**ACTION ITEM:**
Retype the entries. Match them exactly.

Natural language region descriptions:
----------

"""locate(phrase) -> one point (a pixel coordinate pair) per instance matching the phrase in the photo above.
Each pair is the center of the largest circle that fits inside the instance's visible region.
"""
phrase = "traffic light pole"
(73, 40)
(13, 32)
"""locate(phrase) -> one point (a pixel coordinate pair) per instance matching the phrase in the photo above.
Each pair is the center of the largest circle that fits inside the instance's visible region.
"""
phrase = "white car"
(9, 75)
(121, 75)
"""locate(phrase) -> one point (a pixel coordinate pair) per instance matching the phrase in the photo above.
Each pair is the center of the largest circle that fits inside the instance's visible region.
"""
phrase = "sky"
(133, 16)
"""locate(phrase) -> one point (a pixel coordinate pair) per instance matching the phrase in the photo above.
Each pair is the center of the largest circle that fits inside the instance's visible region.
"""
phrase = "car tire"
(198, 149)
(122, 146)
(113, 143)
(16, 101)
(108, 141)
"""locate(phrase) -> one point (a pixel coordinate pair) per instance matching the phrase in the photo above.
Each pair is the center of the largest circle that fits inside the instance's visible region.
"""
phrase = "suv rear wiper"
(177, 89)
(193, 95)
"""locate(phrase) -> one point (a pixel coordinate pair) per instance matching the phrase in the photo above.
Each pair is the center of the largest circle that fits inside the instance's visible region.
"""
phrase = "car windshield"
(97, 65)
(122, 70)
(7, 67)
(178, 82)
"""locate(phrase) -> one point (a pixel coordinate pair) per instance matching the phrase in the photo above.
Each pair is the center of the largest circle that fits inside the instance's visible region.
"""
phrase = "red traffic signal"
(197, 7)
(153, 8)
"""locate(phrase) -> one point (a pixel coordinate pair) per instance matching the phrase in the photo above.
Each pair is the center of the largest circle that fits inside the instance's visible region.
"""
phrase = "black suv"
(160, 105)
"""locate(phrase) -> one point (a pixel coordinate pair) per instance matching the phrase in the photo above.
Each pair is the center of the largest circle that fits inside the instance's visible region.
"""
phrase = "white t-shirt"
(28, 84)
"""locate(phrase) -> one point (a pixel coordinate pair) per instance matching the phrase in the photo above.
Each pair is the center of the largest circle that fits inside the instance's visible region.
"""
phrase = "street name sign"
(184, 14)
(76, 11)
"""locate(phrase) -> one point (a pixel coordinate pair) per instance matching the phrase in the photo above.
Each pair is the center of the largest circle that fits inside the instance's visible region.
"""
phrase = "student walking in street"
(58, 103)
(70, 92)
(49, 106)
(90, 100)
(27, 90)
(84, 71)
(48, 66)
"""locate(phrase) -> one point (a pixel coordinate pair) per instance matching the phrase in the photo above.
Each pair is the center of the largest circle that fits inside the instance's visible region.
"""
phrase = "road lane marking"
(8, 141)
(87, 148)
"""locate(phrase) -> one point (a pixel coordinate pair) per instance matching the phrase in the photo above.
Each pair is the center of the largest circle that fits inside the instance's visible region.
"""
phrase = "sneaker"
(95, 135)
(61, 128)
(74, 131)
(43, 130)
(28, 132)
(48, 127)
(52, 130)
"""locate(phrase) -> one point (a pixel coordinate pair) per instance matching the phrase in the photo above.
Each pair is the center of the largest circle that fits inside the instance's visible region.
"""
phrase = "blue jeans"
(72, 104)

----------

**ANSWER BELOW:**
"""locate(phrase) -> one point (a pixel coordinate pair) per instance matching the phrase in the photo above.
Each pair is the center of the largest circle that fits inside the instance's visible region.
"""
phrase = "traffic light pole"
(73, 40)
(13, 32)
"""locate(phrase) -> one point (a pixel coordinate pair) per instance matching the phrase in the photo above.
Each pair is the center of the largest circle that fits inside the instance's visible region.
"""
phrase = "white car"
(9, 75)
(121, 75)
"""locate(phrase) -> one point (a pixel coordinate pair) per instance matching the phrase in the photo above.
Each pair is the center of the largest circle that fits inside the instance's visible region.
"""
phrase = "sky"
(133, 16)
"""locate(phrase) -> one point (a pixel coordinate pair) per instance matching the phrase in the photo above.
Each pair is the center of the largest circle that fits inside the instance's visible region.
"""
phrase = "car tire"
(198, 149)
(122, 146)
(113, 143)
(16, 101)
(108, 141)
"""locate(phrase) -> one point (a pixel coordinate pair) per instance matching the phrase in the photo above.
Each pair is the center of the largest circle that fits inside the instance's visible region.
"""
phrase = "suv rear wiper"
(177, 89)
(193, 95)
"""locate(phrase) -> one point (a pixel coordinate pair) per instance matching the phrase in the photo above.
Each pair is the center of the largest circle that fits inside the instance's visible region.
"""
phrase = "car windshield"
(97, 65)
(122, 70)
(7, 67)
(178, 82)
"""locate(phrase) -> one point (a pixel coordinate pair) per instance matching the phrase in the photo above.
Each pair is the center of the largest circle that fits inside the instance's visible region.
"""
phrase = "red traffic signal"
(197, 7)
(153, 8)
"""locate(phrase) -> one point (a pixel coordinate pair) per instance matching the phrase in the photo above.
Each pair is the center of the largest circle that fits inside the instance's visible region.
"""
phrase = "black suv"
(160, 105)
"""locate(phrase) -> one point (a pixel coordinate pair) per instance matching the phrase in the photo above.
Each pair is the center of the largest circle that fits inside the instance's visible region.
"""
phrase = "white t-shirt"
(28, 84)
"""locate(phrase) -> one point (a pixel coordinate pair) per instance matching the phrase in the photo above.
Each pair is the center of the largest circle that fits inside the instance's visible region.
"""
phrase = "street name sign"
(184, 14)
(76, 11)
"""locate(phrase) -> one point (a pixel coordinate pair) per instance matching the phrase in the photo above.
Each pair is the center of the largest circle that fits inside the instance's visible region.
"""
phrase = "student walking in street"
(58, 103)
(70, 92)
(49, 106)
(90, 100)
(27, 90)
(84, 71)
(48, 66)
"""locate(phrase) -> one point (a pixel coordinate pair) per instance matching the phrase in the photo above.
Each pair is the center of the largest circle that fits inside the instance's visible region.
"""
phrase = "road lane marking"
(8, 141)
(87, 148)
"""locate(phrase) -> one point (a pixel coordinate pair) per instance matching the phrase in the photo above.
Each pair is the center of the largest circle that fits inside the instance's visible region.
"""
phrase = "sneaker"
(95, 135)
(61, 128)
(74, 131)
(43, 130)
(28, 132)
(48, 127)
(52, 130)
"""locate(phrase) -> one point (a pixel coordinate pair) per instance matching the phrase in the photo above.
Each pair is the center of the largest circle that fits inside the instance's visible region.
"""
phrase = "blue jeans"
(72, 104)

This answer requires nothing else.